## To be done
Every record below should be printed exactly as it appears.

Point annotation dataset records:
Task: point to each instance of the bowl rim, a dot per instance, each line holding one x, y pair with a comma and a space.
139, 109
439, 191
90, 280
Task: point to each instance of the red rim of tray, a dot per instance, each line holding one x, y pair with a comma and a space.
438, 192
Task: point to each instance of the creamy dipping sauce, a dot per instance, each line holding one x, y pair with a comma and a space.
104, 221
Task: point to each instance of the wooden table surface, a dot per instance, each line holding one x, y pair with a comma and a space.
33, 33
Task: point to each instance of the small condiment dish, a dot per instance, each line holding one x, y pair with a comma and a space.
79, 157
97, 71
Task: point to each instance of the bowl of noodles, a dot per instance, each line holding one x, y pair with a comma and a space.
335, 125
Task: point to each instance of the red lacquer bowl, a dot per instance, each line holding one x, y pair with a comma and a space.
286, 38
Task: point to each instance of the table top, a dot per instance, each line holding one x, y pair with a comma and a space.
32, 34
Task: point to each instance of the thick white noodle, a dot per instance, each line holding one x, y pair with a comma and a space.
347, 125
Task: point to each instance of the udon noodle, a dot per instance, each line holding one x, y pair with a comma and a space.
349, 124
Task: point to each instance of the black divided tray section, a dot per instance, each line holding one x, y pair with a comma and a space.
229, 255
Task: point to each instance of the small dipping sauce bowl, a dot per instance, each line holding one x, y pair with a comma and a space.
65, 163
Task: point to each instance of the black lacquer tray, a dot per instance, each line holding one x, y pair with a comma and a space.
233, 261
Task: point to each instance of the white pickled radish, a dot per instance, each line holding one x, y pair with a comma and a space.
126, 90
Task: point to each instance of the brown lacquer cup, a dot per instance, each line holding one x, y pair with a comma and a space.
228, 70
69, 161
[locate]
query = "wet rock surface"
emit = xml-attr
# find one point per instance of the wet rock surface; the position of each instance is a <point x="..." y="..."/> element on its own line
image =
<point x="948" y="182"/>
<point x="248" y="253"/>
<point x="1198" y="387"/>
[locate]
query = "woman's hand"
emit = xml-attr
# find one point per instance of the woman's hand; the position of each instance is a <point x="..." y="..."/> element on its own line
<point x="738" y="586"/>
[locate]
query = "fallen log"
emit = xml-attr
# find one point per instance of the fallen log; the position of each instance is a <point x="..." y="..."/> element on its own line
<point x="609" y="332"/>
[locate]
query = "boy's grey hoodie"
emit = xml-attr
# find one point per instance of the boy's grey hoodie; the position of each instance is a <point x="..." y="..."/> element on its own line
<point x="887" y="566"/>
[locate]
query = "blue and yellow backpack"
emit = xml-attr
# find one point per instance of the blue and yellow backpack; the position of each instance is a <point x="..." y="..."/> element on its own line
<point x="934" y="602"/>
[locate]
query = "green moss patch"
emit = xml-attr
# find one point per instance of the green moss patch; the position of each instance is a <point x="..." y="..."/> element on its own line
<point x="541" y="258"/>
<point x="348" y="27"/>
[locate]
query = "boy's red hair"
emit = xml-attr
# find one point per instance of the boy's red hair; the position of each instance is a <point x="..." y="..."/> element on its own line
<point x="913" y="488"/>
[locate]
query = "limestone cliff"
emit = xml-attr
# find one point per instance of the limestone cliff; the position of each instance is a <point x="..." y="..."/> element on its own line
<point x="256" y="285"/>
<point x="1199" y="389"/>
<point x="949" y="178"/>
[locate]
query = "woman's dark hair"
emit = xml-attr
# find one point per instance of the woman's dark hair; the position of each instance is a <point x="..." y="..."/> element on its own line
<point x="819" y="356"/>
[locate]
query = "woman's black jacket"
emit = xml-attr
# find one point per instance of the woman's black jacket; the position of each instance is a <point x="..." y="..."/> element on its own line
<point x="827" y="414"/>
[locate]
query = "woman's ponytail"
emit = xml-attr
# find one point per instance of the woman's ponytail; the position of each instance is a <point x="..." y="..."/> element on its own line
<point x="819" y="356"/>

## Response below
Task: point to each instance of the bowl rim, a dot per instance, each line holding one x, y pair with a comma and a space.
139, 109
439, 191
90, 280
Task: point to each instance of the red rim of tray, a dot per instance, each line holding one x, y pair with a comma and a space.
438, 192
Task: point to each instance of the creamy dipping sauce, a dot per instance, each line holding one x, y pair with a comma and a space.
104, 221
Task: point to each instance of the wooden table surface, a dot per instance, each line holding one x, y pair with a comma and a space.
33, 33
Task: point to each instance of the small condiment dish, a dot per instance, each line holding one x, y pair with a comma and a space.
79, 157
97, 71
Task: point to each instance of the bowl of noodles, a dot per instance, each line holding one x, y pair with a comma and a space.
335, 125
Task: point to each instance of the red lacquer bowl, a dot per instance, each line holding one x, y pair with a comma and a space.
286, 38
Task: point to each instance of the table top, a dot per instance, each line holding one x, y pair with a comma and a space.
32, 34
Task: point to each instance of the thick white noodle, a dot per instance, each line holding one x, y pair with a comma and a space.
347, 125
Task: point to each instance of the udon noodle, a dot per instance, each line holding one x, y pair with a comma and a space.
349, 124
Task: point to each instance of the black divided tray section, a dot per instance, each line holding one x, y pair with a comma and a space.
229, 255
Task: point to each instance of the small dipping sauce bowl, a dot per instance, each line holding one x, y pair with a comma and a space.
65, 163
Task: point to each instance of the black lacquer tray, a dot per instance, each line holding one x, y pair with a comma and a space.
233, 261
Task: point to each instance of the white pickled radish, a dot per instance, each line holding one x, y pair with a comma and a space.
126, 90
Task: point to each instance of the brown lacquer cup, a dot per instance, each line holding one x, y pair with a comma and a space.
228, 70
69, 161
[locate]
query = "wet rock surface"
emit = xml-attr
# find one point per instance of the wet rock surface; the position of each instance is a <point x="..." y="..."/> element on its own line
image =
<point x="948" y="182"/>
<point x="248" y="253"/>
<point x="1198" y="387"/>
[locate]
query = "woman's hand"
emit = xml-attr
# find one point per instance of the woman's hand; the position of each instance is a <point x="..." y="..."/> element on its own line
<point x="738" y="586"/>
[locate]
query = "fallen log"
emit = xml-attr
# find one point per instance of the fallen log; the position of each instance is a <point x="..." y="..."/> element on its own line
<point x="609" y="332"/>
[locate]
query = "boy's grey hoodie"
emit = xml-attr
# find one point per instance of the boy's grey hoodie; the position of each instance is a <point x="..." y="..."/> element on its own line
<point x="887" y="566"/>
[locate]
query = "blue and yellow backpack"
emit = xml-attr
# find one point per instance of the blue and yellow backpack; the position of each instance is a <point x="..." y="..."/> element on its own line
<point x="934" y="602"/>
[locate]
query = "green moss patch"
emit = xml-attr
# find one point per instance of the green moss patch; the position of each instance is a <point x="..." y="..."/> element on its own line
<point x="541" y="258"/>
<point x="348" y="27"/>
[locate]
query = "boy's red hair"
emit = xml-attr
# find one point per instance of the boy's red hair; the position of each instance is a <point x="..." y="..."/> element on its own line
<point x="913" y="488"/>
[locate]
query = "limestone cliff"
emit = xml-attr
# find one point per instance of the limestone cliff; the position of each instance is a <point x="..." y="..."/> element on its own line
<point x="256" y="285"/>
<point x="1199" y="389"/>
<point x="949" y="178"/>
[locate]
query = "woman's dark hair"
emit = xml-attr
# find one point per instance of the woman's dark hair; the position of each instance is a <point x="..." y="..."/> element on its own line
<point x="819" y="356"/>
[locate]
query = "woman's black jacket"
emit = xml-attr
# find one point per instance of the woman's black jacket; the position of each instance is a <point x="..." y="..."/> element on its own line
<point x="827" y="414"/>
[locate]
query = "woman's ponytail"
emit = xml-attr
# find one point per instance of the woman's ponytail; the position of each instance is a <point x="..." y="..."/> element on its own line
<point x="819" y="356"/>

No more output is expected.